**Task input:**

- - - - -

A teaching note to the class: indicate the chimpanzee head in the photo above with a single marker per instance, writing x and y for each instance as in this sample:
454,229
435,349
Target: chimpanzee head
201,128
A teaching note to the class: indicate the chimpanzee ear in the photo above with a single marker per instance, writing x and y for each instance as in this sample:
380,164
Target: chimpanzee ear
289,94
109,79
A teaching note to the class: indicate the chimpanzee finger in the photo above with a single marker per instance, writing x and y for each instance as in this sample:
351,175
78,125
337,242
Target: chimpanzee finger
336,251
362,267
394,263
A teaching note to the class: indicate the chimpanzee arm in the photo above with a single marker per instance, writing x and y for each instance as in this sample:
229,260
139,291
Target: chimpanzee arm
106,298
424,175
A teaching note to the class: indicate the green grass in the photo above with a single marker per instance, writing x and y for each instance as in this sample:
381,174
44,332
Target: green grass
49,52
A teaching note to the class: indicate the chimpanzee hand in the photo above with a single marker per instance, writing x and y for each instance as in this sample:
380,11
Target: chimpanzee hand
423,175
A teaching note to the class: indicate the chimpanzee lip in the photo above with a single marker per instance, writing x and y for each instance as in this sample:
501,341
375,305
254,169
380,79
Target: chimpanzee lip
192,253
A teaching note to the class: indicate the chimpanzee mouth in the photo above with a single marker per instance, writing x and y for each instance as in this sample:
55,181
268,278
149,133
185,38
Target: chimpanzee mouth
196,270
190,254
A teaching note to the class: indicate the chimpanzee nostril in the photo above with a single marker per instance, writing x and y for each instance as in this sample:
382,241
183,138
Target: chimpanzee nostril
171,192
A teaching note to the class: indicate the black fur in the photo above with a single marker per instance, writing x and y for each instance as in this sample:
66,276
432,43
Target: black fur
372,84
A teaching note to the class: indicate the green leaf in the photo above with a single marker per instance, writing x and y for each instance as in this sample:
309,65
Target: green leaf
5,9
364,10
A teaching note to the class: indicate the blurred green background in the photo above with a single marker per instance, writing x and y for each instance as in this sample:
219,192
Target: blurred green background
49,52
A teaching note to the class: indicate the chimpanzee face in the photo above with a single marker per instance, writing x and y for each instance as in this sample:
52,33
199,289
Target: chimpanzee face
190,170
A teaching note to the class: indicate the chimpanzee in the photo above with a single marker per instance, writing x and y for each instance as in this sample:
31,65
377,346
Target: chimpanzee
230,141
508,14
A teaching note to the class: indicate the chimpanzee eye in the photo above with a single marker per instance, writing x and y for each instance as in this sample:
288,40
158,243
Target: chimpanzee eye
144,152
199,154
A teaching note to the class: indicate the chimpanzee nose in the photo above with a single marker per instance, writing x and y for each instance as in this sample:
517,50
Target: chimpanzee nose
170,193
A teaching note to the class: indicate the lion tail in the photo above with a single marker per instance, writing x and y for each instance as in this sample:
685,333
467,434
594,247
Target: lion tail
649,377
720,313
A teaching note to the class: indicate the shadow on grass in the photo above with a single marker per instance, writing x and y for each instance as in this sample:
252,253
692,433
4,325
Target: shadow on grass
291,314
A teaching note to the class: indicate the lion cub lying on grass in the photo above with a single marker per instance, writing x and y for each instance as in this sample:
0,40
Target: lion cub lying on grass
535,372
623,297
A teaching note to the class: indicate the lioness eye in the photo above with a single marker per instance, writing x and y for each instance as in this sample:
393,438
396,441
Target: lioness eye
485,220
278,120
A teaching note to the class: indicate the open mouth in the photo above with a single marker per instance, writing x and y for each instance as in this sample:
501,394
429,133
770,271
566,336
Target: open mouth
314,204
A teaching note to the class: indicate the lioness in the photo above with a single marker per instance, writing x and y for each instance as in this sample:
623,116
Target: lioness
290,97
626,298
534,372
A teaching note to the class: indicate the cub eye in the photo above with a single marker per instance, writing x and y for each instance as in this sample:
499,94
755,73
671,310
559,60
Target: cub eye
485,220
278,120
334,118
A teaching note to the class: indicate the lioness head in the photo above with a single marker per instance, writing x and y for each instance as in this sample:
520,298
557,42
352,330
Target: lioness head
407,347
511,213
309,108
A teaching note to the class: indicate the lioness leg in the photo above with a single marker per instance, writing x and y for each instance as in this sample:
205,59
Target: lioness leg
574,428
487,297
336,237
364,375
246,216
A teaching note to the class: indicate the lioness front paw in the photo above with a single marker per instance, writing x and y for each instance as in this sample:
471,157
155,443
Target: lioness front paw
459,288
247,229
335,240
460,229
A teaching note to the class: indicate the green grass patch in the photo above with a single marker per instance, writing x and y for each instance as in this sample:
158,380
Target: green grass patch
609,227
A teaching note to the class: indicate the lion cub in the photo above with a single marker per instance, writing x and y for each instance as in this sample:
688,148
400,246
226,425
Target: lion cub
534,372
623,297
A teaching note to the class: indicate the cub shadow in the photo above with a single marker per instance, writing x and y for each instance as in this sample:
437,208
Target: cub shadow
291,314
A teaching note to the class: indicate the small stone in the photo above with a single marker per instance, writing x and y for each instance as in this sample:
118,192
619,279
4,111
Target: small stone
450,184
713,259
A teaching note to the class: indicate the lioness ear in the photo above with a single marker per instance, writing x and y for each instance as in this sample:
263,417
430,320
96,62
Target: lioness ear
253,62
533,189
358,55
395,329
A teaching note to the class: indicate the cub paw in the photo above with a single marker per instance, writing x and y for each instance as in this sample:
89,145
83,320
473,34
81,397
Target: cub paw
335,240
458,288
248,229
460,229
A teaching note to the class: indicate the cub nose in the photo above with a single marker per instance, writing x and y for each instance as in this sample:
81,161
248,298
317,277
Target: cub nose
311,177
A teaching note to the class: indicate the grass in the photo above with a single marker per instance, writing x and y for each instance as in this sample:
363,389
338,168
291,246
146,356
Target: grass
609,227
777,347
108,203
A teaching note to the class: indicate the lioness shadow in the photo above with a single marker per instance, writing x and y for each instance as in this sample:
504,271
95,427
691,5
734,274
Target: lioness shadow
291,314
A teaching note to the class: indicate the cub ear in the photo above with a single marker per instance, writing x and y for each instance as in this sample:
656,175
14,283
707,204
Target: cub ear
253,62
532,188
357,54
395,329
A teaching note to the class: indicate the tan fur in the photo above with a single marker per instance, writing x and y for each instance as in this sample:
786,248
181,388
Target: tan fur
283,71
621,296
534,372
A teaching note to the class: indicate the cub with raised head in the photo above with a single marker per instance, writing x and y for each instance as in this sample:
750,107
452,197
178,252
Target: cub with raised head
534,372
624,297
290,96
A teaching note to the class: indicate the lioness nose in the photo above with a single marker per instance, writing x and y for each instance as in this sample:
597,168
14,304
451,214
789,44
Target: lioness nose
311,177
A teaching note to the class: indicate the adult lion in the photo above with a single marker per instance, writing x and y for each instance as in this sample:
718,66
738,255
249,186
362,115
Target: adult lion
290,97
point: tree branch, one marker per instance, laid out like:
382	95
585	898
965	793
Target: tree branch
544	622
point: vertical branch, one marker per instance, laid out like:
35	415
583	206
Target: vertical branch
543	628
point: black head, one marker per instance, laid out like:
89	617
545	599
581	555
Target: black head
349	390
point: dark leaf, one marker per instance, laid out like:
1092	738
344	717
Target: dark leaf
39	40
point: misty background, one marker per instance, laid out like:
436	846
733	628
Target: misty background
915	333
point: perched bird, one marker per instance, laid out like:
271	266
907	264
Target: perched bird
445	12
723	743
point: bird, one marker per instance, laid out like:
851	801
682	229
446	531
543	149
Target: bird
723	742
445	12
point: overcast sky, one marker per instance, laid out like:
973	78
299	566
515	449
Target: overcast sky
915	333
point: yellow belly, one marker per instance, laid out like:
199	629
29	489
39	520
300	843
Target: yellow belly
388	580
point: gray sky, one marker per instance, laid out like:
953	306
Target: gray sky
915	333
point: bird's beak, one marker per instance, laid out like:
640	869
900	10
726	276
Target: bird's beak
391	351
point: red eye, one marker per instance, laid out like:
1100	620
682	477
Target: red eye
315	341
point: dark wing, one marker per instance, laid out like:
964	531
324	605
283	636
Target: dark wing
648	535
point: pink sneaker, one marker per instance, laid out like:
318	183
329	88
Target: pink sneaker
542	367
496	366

- - - - -

**Your goal:**
Your answer must be the lines above from the one containing "point: black head, one" to the one containing "point: perched bird, one", both included, restated word for word.

**Your response:**
point: black head, one marker per instance, laid out like:
89	617
545	599
581	555
Target: black head
349	390
point: dark leaf, one marker per instance, laid out like:
1092	738
344	717
Target: dark leaf
39	40
point: misty background, one marker per instance, laid out like:
436	846
733	628
Target: misty background
915	333
point: perched bird, one marker per instance, laid out like:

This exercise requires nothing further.